What to produce. Format the data from the line containing "pinpoint the transmission" through the line containing "[182,7,193,61]", both included, as a numbered list, and leave out any blank lines.

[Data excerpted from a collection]

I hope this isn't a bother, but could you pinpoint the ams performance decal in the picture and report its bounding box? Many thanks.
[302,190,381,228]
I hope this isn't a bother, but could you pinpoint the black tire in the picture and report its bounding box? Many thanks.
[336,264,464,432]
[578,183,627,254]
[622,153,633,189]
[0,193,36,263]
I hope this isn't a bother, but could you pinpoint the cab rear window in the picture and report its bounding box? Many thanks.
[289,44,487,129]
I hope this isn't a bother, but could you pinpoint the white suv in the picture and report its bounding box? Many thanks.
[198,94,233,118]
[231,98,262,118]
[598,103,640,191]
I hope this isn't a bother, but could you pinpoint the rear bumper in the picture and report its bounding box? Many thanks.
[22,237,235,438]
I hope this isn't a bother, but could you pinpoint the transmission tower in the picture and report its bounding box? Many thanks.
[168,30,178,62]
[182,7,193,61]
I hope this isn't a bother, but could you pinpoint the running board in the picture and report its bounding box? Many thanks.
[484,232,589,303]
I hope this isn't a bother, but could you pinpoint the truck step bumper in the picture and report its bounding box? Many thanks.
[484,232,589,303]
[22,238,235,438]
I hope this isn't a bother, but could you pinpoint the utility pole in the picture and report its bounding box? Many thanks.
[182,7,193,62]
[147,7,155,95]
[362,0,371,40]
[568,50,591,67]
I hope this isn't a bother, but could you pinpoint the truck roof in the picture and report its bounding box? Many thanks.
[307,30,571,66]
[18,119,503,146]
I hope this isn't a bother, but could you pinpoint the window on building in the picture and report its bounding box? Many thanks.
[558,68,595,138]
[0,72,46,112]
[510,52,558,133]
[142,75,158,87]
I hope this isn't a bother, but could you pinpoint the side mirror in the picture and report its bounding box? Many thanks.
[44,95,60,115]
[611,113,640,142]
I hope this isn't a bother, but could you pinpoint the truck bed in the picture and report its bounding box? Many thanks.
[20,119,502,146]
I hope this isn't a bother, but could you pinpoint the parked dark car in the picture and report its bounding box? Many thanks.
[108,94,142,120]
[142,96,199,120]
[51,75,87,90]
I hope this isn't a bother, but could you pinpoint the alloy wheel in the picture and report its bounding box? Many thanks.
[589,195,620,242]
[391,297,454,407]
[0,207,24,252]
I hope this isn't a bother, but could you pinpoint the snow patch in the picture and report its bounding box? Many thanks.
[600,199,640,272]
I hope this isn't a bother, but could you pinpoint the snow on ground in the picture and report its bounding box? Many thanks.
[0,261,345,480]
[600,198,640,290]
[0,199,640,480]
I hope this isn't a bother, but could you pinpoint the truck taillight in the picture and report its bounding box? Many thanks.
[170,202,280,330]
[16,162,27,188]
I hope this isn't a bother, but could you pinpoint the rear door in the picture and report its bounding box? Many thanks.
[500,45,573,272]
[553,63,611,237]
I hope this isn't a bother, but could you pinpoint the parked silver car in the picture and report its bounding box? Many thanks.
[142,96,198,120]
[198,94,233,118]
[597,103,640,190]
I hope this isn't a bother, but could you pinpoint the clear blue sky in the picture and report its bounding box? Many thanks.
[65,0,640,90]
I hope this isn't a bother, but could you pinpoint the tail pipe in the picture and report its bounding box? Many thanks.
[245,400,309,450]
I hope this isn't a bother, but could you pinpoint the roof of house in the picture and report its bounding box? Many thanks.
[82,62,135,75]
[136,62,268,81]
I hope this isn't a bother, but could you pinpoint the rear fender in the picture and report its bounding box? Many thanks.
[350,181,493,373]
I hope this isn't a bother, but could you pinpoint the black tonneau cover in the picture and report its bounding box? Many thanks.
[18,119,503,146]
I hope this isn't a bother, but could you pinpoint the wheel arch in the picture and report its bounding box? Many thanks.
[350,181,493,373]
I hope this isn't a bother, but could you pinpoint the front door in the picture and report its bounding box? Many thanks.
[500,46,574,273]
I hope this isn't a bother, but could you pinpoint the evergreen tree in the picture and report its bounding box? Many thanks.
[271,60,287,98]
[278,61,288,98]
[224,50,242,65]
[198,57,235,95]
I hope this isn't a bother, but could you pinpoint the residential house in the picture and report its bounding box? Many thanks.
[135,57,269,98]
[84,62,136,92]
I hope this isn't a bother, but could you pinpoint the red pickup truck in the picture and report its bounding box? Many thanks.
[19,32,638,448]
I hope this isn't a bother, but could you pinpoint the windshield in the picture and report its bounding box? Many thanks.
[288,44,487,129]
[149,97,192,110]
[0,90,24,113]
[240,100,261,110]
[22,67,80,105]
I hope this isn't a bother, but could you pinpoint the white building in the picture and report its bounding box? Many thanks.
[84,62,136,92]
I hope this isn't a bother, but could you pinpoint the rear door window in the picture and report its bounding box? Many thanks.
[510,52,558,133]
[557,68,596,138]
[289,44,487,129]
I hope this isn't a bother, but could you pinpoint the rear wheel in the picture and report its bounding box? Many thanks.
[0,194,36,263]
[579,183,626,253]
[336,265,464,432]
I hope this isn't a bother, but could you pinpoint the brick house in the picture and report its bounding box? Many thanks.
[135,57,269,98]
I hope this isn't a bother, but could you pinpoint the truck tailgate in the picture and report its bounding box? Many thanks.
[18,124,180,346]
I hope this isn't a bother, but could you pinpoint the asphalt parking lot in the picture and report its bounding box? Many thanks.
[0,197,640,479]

Expected answer.
1. I hope this isn't a bother, but could you pinpoint the transmission tower in the picture and report its bounding box? Many thanks.
2. [168,30,178,62]
3. [182,7,193,61]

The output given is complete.